> _PROMPT_: Can you quote the data below word for word, leaving out the picture?

> _GIVEN RECORDS_:
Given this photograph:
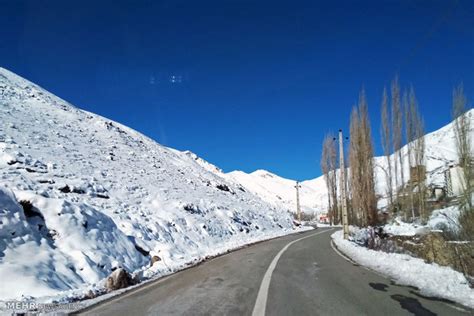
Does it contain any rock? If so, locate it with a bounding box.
[105,268,133,292]
[150,255,161,266]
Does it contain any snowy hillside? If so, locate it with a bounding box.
[226,170,327,213]
[0,68,300,300]
[226,110,474,213]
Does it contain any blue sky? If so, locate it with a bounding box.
[0,0,474,180]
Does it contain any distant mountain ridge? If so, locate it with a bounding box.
[226,109,474,214]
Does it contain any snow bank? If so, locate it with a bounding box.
[331,231,474,308]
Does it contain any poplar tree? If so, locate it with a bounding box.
[349,90,378,226]
[380,87,393,211]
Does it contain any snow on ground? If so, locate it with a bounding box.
[331,231,474,308]
[226,170,327,214]
[383,206,460,236]
[226,109,474,213]
[0,68,312,302]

> _FULL SOLUTION_:
Given this photograph:
Does it contain any rock? If so, locate it with a bounding box.
[105,268,133,292]
[150,255,161,266]
Does it contain any snowy hillside? If so, locate it with a bounding box.
[226,170,327,213]
[0,68,300,300]
[226,110,474,213]
Does it contain any blue sky? If so, locate it with a bounding box.
[0,0,474,180]
Does it contain any distant mountain ridge? If so, locate it with a bounding box.
[226,109,474,214]
Does it contain any snow bank? If so, locate it with a bounding box.
[331,231,474,308]
Does it contain any poplar tree? If so, locate it with a bounding box.
[349,90,378,226]
[380,87,393,211]
Does it contain any snow on ground? If so, locate it with a bounding box.
[331,231,474,308]
[226,170,327,214]
[383,206,460,236]
[226,109,474,213]
[0,68,312,302]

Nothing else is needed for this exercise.